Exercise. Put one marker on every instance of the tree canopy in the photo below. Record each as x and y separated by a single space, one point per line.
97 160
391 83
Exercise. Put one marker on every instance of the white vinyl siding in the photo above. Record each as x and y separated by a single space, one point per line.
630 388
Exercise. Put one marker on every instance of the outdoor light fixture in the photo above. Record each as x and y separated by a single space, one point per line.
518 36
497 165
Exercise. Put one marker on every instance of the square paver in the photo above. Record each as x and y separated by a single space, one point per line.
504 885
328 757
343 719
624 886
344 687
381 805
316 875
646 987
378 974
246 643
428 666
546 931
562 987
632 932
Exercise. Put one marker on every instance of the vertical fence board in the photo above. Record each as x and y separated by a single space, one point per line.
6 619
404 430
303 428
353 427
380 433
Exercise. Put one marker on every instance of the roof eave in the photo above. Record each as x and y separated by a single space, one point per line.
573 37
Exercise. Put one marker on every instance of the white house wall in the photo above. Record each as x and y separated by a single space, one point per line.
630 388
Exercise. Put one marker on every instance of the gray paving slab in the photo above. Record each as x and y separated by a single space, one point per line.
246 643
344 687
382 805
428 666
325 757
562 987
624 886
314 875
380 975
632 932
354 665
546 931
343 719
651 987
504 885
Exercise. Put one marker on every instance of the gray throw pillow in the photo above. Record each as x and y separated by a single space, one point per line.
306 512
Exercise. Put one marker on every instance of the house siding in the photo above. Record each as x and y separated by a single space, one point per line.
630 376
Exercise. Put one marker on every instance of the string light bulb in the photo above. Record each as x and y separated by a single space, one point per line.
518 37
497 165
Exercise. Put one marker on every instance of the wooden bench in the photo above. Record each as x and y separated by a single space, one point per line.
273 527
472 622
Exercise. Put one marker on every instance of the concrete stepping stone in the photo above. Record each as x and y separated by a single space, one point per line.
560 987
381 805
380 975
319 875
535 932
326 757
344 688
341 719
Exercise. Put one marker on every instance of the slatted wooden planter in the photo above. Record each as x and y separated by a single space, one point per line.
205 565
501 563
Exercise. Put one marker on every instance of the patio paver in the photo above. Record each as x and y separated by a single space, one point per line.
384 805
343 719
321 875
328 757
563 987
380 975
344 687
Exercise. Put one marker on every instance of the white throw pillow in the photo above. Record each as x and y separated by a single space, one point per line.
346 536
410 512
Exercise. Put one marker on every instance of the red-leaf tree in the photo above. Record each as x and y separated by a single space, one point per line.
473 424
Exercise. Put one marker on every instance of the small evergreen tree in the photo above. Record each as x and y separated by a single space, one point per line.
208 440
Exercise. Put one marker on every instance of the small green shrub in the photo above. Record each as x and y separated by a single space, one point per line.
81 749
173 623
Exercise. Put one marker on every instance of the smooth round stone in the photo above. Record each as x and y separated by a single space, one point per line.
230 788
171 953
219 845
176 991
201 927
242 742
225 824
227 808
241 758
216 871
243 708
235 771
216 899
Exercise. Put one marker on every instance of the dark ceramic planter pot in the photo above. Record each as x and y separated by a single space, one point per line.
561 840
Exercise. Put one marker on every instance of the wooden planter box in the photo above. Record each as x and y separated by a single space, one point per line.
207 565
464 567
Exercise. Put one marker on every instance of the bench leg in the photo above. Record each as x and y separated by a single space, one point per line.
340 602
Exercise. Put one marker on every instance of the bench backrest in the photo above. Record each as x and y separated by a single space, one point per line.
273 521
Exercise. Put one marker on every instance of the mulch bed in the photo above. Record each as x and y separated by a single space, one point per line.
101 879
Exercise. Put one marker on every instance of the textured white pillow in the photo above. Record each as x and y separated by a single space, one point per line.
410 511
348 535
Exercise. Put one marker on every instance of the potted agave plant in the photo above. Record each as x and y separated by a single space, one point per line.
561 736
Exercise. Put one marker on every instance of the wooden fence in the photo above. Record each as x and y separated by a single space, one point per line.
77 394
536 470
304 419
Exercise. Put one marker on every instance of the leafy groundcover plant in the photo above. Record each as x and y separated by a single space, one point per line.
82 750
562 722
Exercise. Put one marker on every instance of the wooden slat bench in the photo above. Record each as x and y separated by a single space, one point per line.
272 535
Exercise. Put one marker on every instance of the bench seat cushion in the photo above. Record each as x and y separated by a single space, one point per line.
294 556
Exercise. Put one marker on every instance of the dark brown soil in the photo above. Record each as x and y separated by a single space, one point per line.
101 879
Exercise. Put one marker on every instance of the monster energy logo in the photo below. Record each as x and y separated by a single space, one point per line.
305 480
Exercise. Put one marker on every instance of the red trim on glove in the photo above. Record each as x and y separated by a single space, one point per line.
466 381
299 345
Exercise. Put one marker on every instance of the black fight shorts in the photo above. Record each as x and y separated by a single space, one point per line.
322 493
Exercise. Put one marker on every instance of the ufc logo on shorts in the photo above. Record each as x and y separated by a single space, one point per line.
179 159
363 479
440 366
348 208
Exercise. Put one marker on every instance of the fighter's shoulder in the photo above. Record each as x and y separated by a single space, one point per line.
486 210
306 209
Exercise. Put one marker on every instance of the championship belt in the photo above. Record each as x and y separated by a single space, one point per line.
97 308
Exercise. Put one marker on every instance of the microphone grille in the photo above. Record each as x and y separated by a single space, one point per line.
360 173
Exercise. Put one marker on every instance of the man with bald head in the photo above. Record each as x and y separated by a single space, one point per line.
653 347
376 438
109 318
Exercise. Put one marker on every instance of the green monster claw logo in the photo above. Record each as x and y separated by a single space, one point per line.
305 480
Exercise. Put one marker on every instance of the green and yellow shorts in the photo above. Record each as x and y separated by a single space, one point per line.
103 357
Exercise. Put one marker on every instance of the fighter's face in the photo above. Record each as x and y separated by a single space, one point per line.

Exercise directions:
Each line above is to be repeated exactly.

Response:
Exercise. Put one marker on every instance of the tree canopy in the photo below. Record each as x and y separated by a single space, one point per line.
97 160
391 83
Exercise. Put one marker on every instance of the white vinyl siding in the photo above. Record each as x and y separated by a single space, one point per line.
630 388
Exercise. Put one marker on every instance of the outdoor light fixture in the photo above. Record each as x and y separated by a single space, one point per line.
518 36
497 165
Exercise. Put one marker on every instance of the square paver in the photo above. Record each as x and y separated by a single space, one point per line.
504 885
328 757
343 719
624 886
344 687
381 805
316 875
646 987
378 974
246 643
428 666
546 931
562 987
632 932
Exercise. Put one marker on every instance of the vertical fence board in the photo above. Record each as x and y separated by a single space, one point per line.
6 619
404 430
303 428
353 427
380 433
Exercise. Put one marker on every instance of the roof eave in the photo above. Record each as x and y separated by a single space, one point per line.
573 37
Exercise. Put one marker on every instance of the white house wall in the photo above. Record each as x and y separated by a single space, one point per line.
630 388
Exercise. Put one marker on every instance of the gray paving slab in the photo above. Record each as x and y separated by a single space, one point per line.
246 643
344 687
382 805
428 666
325 757
562 987
624 886
314 875
380 975
632 932
354 665
546 931
343 719
651 987
504 885
Exercise. Put one marker on every instance of the gray throw pillow in the photo above. Record each as x and y separated by a single space, one point per line.
306 512
Exercise. Put one marker on every instance of the house siding in the photo above. Record each as x and y separated by a single space, one point per line.
630 376
Exercise. Put one marker on every instance of the string light bulb in the photo above. Record each as x and y separated by a single space, one point per line.
518 37
497 165
Exercise. Put one marker on every instance of the wooden bench in the photo above. Record each as x and y separated by a single space, one point per line.
273 527
472 622
Exercise. Put one marker on every instance of the concrete stepping stone in the photo above. Record each as x and y separated by a single space, one point per line.
560 987
381 805
380 975
319 875
535 932
326 757
344 688
341 719
Exercise. Put one marker on every instance of the slatted wooden planter in the photo above. Record each as x and y separated by a single space, one point per line.
205 565
501 563
Exercise. Put one marker on every instance of the patio paver in the photo above. Record each as x and y separated by a single space, one point per line.
384 805
343 719
321 875
328 757
563 987
380 975
344 687
Exercise. Put one marker on every instance of the white throw pillow in the photo above. Record each as x and y separated by a single space, one point per line.
346 536
410 512
Exercise. Put one marker on every instance of the red-leaf tree in the photo above. Record each as x and y separated by a single space, one point per line.
473 424
Exercise. Put one marker on every instance of the small evergreen tree in the photo above. Record each as x and y separated by a single space, one point per line.
208 440
Exercise. Put one marker on every instance of the small green shrub in the photo above. Record each as x and y separated by a single space, one point per line.
81 749
173 623
Exercise. Put one marker on every instance of the smooth round stone in the photo above. Record each as x and y separated by a single space, one point per line.
230 788
171 953
219 845
176 991
201 927
242 742
225 824
227 808
241 758
216 871
243 708
235 771
216 899
Exercise. Put one marker on every instance of the dark ceramic planter pot in the photo above. Record each as x and y separated by a single space, one point per line.
561 840
Exercise. Put one marker on every instance of the wooden planter box in the photo above. Record each as x and y separated by a single space, one point per line.
207 565
464 567
Exercise. Put one marker on every instance of the bench leg in the photo above. Record each as x and y separated by a single space, one point per line.
340 602
Exercise. Put one marker on every instance of the bench backrest in the photo above. Record each as x and y separated by a single space, one point per line.
273 521
Exercise. Put one marker on every instance of the mulch bed in the photo above. Record each as x and y separated by a single space, one point per line.
101 879
Exercise. Put one marker on every instance of the textured white pillow in the photo above. Record each as x and y separated by a single space, one point per line.
410 511
348 535
Exercise. Put one marker on every instance of the potted agave plant in the photo above. Record each as x and y separated by a single space, one point per line.
561 736
Exercise. Put one marker on every instance of the wooden fence in the photo above. Record each as x and y separated by a single space, one point per line.
77 394
536 470
304 419
Exercise. Put one marker on every instance of the leafy groundcover plant in the photo above. Record each as x and y separated by a single space, one point per line.
82 750
562 722
Exercise. Put one marker on every instance of the wooden slat bench in the photo above. Record each as x and y separated by a single space, one point per line.
272 535
Exercise. Put one marker on every instance of the bench seat cushion in the photo above. Record each as x and y separated by a single space, one point per line.
294 556
Exercise. Put one marker on every instance of the dark brown soil in the photo above. Record each as x and y separated by a single space, one point per line.
101 879
Exercise. Put one marker on every instance of the monster energy logo in the photo below. Record each as x and y separated by a single space, one point per line.
305 480
Exercise. Put one marker on every instance of the red trim on glove in the photo above. Record each as x and y separated by a single space, one point per line.
466 381
299 345
Exercise. Put one marker on every instance of the black fight shorts in the photo above. Record each as x and y separated by a single space, one point per line.
322 493
Exercise. Put one marker on every instance of the ufc logo on shorts in the photo above. Record each as x and y separated by a single space, one point per line.
179 159
363 479
440 366
348 208
Exercise. Put one marker on every instance of the fighter's shoulder in the photo above. Record each as x and y separated by a single space, one point per line.
486 210
306 209
Exercise. Put one marker on every instance of the championship belt in the photo above. Record each as x and y separated by a single space, one point per line.
97 308
Exercise. Put one marker on every instance of the microphone grille in the photo above. Record each as x and y separated by a single space, one point per line.
360 173
Exercise. Put one marker on every instance of the man with bald head in the photo above. Record each as x and y separated by a single space, one point per line.
653 347
376 438
109 318
Exercise. Put one marker on every instance of the green monster claw logo in the photo above. Record each as x and y separated by a single space, one point per line.
305 480
Exercise. Put one marker on every instance of the green and yellow shorts in the photo above. Record each as x and y separated by a single space, one point per line.
103 357
Exercise. Put one marker on every instance of the fighter's face in the photo above. Record each as x and y separated by a single space, one point per line.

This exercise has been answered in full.